- [WORK TO BE COMPLETED]:
From the records below, please repeat exactly the line that has "Query: stadium roof", the line that has "form: [583, 254].", and every line between them, and nothing else.

(Stored entries)

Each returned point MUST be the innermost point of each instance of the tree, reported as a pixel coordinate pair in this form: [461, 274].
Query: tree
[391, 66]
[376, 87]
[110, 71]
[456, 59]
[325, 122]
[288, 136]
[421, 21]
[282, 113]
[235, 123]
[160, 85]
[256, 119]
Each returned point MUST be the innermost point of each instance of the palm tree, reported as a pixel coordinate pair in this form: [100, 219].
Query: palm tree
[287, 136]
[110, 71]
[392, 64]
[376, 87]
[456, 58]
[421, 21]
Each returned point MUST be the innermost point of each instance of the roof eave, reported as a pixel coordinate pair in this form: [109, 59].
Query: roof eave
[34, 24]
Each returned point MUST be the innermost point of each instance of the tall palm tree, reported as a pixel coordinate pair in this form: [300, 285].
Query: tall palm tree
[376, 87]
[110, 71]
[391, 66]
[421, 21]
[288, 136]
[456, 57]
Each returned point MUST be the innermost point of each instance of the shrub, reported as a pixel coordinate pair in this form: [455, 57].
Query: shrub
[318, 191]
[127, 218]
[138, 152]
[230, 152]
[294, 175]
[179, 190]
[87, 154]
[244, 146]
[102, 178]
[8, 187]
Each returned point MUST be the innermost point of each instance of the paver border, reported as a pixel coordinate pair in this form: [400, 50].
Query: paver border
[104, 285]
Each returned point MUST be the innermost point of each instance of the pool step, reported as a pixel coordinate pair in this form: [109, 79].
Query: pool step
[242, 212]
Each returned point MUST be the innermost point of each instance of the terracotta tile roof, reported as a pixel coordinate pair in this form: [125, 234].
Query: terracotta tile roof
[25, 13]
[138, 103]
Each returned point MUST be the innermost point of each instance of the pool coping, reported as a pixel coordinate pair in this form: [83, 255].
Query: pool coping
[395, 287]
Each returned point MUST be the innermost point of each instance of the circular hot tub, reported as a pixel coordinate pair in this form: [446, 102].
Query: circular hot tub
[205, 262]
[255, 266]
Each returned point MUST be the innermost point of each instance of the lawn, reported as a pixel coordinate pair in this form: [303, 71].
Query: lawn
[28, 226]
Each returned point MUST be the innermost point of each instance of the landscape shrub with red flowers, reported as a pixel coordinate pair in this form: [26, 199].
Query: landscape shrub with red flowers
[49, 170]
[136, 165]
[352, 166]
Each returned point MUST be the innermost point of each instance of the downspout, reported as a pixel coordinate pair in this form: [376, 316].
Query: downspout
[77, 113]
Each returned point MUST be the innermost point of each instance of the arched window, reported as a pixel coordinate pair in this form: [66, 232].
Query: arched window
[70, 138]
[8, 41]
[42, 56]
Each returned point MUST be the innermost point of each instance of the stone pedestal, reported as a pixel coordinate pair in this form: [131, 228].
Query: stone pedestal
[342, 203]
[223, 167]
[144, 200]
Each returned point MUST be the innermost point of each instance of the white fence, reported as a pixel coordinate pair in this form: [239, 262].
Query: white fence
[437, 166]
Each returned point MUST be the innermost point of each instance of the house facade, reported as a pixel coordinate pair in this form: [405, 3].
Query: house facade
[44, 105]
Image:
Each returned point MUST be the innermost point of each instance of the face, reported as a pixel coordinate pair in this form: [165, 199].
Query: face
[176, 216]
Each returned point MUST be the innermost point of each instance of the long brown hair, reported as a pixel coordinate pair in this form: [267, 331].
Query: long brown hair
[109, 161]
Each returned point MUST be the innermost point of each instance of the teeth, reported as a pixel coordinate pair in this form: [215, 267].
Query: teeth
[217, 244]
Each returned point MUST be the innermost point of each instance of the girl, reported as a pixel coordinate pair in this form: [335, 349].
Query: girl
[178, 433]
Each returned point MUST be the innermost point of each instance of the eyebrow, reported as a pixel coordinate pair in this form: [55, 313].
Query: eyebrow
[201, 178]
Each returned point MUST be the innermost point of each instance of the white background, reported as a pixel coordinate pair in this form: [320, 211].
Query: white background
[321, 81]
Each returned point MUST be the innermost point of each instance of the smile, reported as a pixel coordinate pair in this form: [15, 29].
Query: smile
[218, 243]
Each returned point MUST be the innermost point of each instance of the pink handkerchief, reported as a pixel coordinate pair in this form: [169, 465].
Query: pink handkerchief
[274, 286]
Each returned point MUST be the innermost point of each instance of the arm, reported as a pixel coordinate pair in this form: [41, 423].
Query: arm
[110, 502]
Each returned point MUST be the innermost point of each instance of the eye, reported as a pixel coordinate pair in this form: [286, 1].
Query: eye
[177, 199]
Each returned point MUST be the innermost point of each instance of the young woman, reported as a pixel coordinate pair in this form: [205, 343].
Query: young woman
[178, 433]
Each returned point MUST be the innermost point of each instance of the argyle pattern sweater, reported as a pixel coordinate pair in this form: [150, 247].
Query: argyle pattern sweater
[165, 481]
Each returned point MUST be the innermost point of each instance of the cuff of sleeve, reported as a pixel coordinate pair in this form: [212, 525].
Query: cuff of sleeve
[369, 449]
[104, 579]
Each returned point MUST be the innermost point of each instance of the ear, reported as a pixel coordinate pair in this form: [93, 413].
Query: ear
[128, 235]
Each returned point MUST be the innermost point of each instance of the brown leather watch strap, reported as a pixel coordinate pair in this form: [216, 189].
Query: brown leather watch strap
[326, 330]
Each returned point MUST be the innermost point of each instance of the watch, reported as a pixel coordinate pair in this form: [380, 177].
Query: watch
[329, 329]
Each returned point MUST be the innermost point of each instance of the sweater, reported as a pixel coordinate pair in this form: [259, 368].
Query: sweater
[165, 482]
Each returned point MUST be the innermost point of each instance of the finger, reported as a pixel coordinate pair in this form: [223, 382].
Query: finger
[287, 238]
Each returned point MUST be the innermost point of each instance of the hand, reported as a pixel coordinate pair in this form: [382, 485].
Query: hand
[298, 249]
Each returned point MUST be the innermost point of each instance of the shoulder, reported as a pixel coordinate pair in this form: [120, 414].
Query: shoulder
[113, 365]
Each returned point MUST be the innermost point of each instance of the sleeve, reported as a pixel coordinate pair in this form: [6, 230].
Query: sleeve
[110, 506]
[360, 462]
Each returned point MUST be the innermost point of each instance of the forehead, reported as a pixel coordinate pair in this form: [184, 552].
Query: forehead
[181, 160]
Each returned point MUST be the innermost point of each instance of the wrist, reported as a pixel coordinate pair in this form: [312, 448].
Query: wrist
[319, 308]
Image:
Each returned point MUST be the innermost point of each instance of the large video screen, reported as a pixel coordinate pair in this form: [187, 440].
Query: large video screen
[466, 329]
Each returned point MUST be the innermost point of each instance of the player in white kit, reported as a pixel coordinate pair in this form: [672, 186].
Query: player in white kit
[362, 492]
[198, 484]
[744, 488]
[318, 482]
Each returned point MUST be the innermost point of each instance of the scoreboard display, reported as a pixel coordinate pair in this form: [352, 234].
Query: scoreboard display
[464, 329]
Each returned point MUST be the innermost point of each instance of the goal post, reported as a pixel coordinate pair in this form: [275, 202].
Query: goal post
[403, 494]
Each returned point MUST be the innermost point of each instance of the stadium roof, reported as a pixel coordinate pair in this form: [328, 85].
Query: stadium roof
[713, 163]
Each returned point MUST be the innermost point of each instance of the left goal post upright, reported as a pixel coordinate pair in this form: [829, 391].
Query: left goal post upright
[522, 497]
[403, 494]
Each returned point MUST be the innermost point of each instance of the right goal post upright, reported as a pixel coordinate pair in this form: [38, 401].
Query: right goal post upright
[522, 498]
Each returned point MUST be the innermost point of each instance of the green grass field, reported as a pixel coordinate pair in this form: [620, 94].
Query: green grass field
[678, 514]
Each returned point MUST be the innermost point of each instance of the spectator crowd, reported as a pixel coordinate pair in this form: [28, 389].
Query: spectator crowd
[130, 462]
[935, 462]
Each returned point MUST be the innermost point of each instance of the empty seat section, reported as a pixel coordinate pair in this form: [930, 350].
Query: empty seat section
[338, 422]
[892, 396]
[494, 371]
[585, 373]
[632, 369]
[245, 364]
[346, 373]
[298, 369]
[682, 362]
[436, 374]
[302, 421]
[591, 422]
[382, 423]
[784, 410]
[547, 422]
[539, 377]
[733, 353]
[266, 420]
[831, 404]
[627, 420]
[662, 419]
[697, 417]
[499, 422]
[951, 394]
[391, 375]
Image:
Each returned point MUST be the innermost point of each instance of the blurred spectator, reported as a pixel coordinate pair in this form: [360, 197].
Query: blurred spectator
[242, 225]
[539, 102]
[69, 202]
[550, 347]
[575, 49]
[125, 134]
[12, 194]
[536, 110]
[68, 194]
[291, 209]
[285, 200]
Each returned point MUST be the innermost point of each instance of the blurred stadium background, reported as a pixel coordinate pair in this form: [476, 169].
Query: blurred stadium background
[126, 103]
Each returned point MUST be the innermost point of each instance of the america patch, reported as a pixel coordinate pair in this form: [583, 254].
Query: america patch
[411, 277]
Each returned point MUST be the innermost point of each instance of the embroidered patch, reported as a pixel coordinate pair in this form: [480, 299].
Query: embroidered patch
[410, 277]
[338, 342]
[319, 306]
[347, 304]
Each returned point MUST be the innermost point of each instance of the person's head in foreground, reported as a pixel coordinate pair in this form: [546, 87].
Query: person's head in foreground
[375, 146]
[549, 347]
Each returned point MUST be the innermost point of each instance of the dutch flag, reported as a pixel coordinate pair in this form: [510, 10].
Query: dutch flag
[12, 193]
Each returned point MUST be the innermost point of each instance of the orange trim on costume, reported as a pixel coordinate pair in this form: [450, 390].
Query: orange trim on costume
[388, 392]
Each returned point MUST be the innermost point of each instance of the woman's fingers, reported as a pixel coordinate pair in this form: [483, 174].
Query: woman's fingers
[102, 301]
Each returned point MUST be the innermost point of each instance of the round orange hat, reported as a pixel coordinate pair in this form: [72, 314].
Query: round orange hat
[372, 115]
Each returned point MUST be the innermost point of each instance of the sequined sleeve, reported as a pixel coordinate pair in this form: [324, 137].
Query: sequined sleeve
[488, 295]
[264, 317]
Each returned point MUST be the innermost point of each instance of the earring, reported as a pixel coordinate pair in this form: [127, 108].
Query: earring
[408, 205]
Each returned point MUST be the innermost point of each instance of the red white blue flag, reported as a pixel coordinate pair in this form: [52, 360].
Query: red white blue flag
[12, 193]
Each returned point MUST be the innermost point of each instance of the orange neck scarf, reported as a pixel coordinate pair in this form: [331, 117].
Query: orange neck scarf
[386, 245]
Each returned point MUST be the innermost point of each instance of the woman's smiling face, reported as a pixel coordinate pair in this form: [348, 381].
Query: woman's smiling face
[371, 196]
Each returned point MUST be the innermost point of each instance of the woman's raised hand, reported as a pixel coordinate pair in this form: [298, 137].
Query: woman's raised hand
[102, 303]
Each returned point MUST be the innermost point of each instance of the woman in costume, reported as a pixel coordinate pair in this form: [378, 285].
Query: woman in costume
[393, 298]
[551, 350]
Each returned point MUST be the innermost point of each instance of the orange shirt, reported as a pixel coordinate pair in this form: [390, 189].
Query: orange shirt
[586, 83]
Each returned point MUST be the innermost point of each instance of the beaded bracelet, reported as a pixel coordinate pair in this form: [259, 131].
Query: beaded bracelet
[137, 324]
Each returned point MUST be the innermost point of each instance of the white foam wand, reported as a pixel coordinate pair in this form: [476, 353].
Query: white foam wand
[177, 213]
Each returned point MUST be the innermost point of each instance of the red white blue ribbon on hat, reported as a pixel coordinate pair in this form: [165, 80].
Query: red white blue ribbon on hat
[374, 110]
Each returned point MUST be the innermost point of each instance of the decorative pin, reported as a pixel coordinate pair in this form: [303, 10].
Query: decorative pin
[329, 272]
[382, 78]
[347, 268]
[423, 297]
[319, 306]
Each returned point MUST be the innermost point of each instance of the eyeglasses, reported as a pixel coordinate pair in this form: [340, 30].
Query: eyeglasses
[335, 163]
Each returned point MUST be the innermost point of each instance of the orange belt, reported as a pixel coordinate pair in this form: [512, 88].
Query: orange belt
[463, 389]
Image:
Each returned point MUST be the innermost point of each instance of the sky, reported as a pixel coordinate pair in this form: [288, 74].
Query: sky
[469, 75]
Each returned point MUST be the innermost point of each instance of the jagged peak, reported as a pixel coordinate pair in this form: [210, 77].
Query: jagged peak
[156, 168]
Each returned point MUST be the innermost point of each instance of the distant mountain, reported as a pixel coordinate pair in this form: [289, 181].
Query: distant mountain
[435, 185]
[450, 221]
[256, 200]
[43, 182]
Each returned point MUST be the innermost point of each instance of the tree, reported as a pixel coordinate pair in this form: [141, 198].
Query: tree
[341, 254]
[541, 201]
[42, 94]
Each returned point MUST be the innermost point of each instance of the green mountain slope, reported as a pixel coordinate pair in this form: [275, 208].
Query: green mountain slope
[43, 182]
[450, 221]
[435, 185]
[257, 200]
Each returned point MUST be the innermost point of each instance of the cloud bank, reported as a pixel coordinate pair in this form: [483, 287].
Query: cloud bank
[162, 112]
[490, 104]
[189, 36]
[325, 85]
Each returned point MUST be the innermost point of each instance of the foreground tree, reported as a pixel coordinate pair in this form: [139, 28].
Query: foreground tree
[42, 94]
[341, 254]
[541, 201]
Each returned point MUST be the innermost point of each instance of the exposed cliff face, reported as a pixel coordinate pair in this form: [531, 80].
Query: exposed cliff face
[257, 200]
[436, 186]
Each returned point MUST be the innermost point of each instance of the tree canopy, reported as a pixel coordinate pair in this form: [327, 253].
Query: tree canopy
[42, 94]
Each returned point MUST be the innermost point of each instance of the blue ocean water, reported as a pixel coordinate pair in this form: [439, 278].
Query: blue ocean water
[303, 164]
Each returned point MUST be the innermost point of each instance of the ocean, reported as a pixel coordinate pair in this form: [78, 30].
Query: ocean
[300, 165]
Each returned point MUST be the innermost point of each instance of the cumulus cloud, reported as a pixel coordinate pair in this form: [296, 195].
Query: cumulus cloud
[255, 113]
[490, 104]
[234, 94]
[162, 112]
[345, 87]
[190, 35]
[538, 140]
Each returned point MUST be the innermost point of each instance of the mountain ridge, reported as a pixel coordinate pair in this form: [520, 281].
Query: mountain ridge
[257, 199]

- [ANSWER TO THIS TASK]:
Query: stadium roof
[713, 163]
Each returned point MUST be the innermost point of each instance of the left goal post upright, reported as a pixel coordinate pair in this form: [829, 391].
Query: left goal post upright
[522, 497]
[403, 494]
Each returned point MUST be the innermost point of each instance of the right goal post upright, reported as a pixel coordinate pair in this form: [38, 401].
Query: right goal post upright
[522, 498]
Each returned point MUST be the innermost point of each instance of the green grass field, reported as a pixel coordinate pair in this form: [620, 94].
Query: green grass field
[678, 514]
Each returned point MUST be the innermost point of each instance of the spectator crowd, reported as a pixel coordinate pair in this form: [28, 389].
Query: spectator crowd
[130, 462]
[935, 462]
Each returned point MUST be the innermost point of each instance of the empty seat section, reported as a pixel coordinate pair in this form: [930, 350].
Query: empty seat section
[338, 422]
[892, 396]
[494, 371]
[585, 373]
[632, 369]
[245, 364]
[346, 373]
[298, 369]
[682, 362]
[436, 374]
[302, 421]
[591, 422]
[382, 423]
[784, 410]
[547, 422]
[539, 377]
[733, 353]
[266, 420]
[831, 404]
[627, 420]
[662, 419]
[697, 417]
[499, 422]
[951, 394]
[391, 375]
Image:
Each returned point MUST be the innermost point of each instance of the blurred spectator, reported as a pixel coordinate pair in this form: [360, 197].
Query: blurred spectator
[242, 225]
[539, 102]
[69, 202]
[550, 347]
[575, 49]
[125, 134]
[12, 194]
[536, 110]
[68, 194]
[291, 209]
[285, 200]
Each returned point MUST be the innermost point of each instance of the blurred stadium background, reported as a pixel coordinate pair in this form: [476, 169].
Query: blurred stadium background
[126, 103]
Each returned point MUST be the innermost point of each instance of the america patch, reported as a pixel coordinate pair in this form: [583, 254].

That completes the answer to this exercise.